-- BEGIN --

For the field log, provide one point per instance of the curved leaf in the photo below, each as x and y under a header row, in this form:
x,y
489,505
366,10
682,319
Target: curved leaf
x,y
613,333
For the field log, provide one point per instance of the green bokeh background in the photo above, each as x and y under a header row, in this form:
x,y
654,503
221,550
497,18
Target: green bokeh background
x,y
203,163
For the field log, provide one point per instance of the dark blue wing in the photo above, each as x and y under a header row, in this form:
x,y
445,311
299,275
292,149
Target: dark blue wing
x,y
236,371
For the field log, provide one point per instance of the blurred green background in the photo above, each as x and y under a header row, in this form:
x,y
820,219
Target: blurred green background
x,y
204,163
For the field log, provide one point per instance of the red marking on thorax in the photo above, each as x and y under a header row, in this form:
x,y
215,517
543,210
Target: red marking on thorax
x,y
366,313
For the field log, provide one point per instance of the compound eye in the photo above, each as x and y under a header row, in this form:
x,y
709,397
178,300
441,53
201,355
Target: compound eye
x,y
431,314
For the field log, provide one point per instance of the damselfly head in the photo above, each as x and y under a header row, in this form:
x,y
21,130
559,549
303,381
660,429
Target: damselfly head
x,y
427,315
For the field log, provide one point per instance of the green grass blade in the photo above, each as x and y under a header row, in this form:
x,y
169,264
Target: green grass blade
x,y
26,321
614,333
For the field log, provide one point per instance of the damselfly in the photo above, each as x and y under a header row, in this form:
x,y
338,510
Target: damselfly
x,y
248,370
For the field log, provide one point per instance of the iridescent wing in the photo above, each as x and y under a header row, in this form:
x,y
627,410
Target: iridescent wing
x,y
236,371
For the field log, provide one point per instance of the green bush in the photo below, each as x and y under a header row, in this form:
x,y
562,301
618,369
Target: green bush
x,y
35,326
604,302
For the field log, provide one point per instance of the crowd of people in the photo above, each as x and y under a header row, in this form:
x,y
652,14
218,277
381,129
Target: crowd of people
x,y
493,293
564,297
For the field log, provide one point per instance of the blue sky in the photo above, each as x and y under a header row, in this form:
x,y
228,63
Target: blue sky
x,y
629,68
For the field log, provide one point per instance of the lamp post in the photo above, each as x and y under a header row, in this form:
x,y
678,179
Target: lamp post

-- END --

Print all of the data exactly as it was given.

◆ Answer below:
For the field log, provide one point per instance of the curved leaf in the photo below, each as x and y under a header row, in this form:
x,y
489,505
366,10
682,319
Target: curved leaf
x,y
613,333
For the field log, provide one point per instance of the green bokeh background in the photo above, each as x and y under a header row, in this form:
x,y
654,503
221,550
497,18
Target: green bokeh background
x,y
203,163
For the field log, provide one point per instance of the dark blue wing in the photo above, each as x and y under a header row, in this form:
x,y
445,311
299,275
292,149
Target: dark blue wing
x,y
236,371
For the field log, provide one point per instance of the blurred green background in the photo above, each as x and y under a header row, in this form:
x,y
820,219
Target: blurred green background
x,y
204,163
For the field log, provide one point per instance of the red marking on thorax in the photo above, each as x and y under a header row, in this form:
x,y
215,517
543,210
Target: red marking on thorax
x,y
366,313
For the field log, provide one point per instance of the compound eye in the photo above, each as x and y under a header row, in this form:
x,y
709,397
178,300
441,53
201,355
Target: compound eye
x,y
431,314
For the field log, provide one point per instance of the damselfly head in the photo above, each as x and y under a header row, in this form:
x,y
21,130
559,549
303,381
660,429
Target: damselfly head
x,y
427,315
For the field log, provide one point per instance of the green grass blade in the photo above, each as x and y under a header row, in this form:
x,y
169,264
Target: green grass blade
x,y
26,321
614,333
For the field log, provide one point per instance of the damselfly in the photo above, each as x and y under a header row, in this form:
x,y
338,510
Target: damselfly
x,y
248,370
For the field log, provide one point per instance of the iridescent wing in the photo above, each as x and y under a header row, in this form:
x,y
627,410
Target: iridescent wing
x,y
236,371
For the field log, provide one point per instance of the green bush in the photo below, each as x and y under a header row, in this form:
x,y
562,301
618,369
Target: green bush
x,y
35,326
604,302
For the field log, provide one point per instance of the crowd of people in the photo above, each as x and y under a header row, in this form:
x,y
652,14
218,277
381,129
Target: crowd of people
x,y
493,293
564,297
For the field log, provide one point per instance of the blue sky in the photo above, each as x and y under a header row, in this form:
x,y
228,63
Target: blue sky
x,y
629,68
For the field log, provide one point per instance of the lamp post in the photo above, each as x and y under a header row, in this form:
x,y
678,179
Target: lamp post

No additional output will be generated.